**Given text**:

Cosmic Encounter (pictured in the first image of this post) is a pretty lighthearted game of galactic domination. Each player starts with 20 UFOs spread over five planets, and attempts to establish bases on five other planets before anyone else does so. Your turn consists of flipping a Destiny Card that tells you whose planets you can attack, and then committing up to four ships to the offense. These are opposed by the defender’s ships at that planet, and you each get to play a card from your hand that adds to your combat strength. Where it gets interesting is that both involved parties can invite other players to help them, who then share in the spoils or toils. Towards the end of the game this makes for a topsy-turvy shuffle of alliances as you try ensure victories without letting anyone else win the game by establishing bases as an ally in your attack, and it’s a common occurrence to have multiple people winning the game together. Adding to replayability is the fact that you start each game by drawing one of the myriad races, each of which gets to bend or break one of the rules of the game. All in all it’s a fun game that might attract people who like the chaotic feel of Small World, or the diplomacy-driven battle system in Game of Thrones.

**Written request A**: Rewrite the paragraph about Cosmic Encounter beginning "Cosmic Encounter (pictured" as a short bulleted list that keeps its main facts.
**Written request B**: Extend the passage about Cosmic Encounter with new sentences that follow its last sentence.

**Dataset excerpt**:
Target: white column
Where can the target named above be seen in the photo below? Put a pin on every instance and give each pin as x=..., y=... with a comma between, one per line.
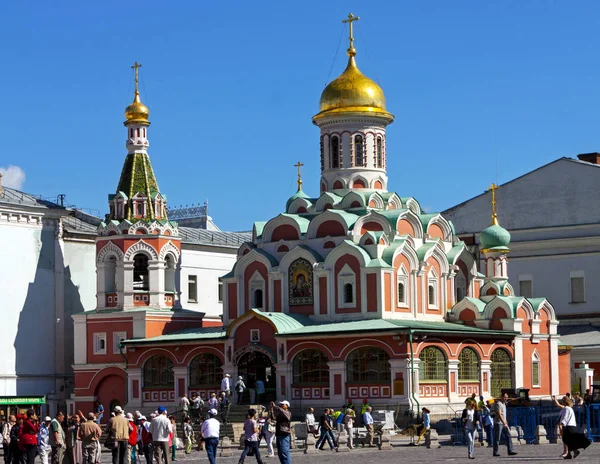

**Answer A**:
- Cosmic Encounter is a lighthearted game of galactic domination.
- Each player starts with 20 UFOs on five planets and tries to be first to set up bases on five other planets.
- On a turn, a player flips a Destiny Card that shows whose planets can be attacked, then sends up to four ships.
- The defender's ships at that planet oppose the attack, and both sides play a card from their hands to add to their combat strength.
- Both sides can invite other players to help, and those allies share in the spoils or losses.
- Late in the game, alliances shift constantly as players try to win battles without letting an ally win by gaining bases, and several players often win together.
- Each player draws one of many races at the start, and each race can bend or break one rule, which adds replayability.
- The game may appeal to fans of Small World's chaotic feel or the diplomacy-driven battles in Game of Thrones.

**Answer B**:
Kingdom Builder is a new game byDonald Vaccarino, who some might know as the man behind Dominion. Just like Dominion the mechanics of the game are exceedingly simple: The game board is made up of four square tiles divided into 100 hexagons each, drawn randomly from a pool of 20. Each turn you draw one of five terrain types and put three houses down in that terrain, connected to your existing houses if possible. Three scoring objectives are drawn randomly for each game, and might reward you for houses placed next to water or having houses on all four game tiles. There are a few special tiles that let you put down more houses in different ways once you connect to those tiles, but otherwise you simply take turns until someone runs out of houses to place. Very simple, but as evinced by our two-fold range of final scores it takes some serious strategic overview to excel. And because both the board, objectives and often the players differ between games I don’t think you’ll ever end up playing the same game twice. So if you liked Dominion for its infinite permutations of a simple theme, or enjoy strategic placement games like Settlers of Catan and Go you might also enjoy Kingdom Builder.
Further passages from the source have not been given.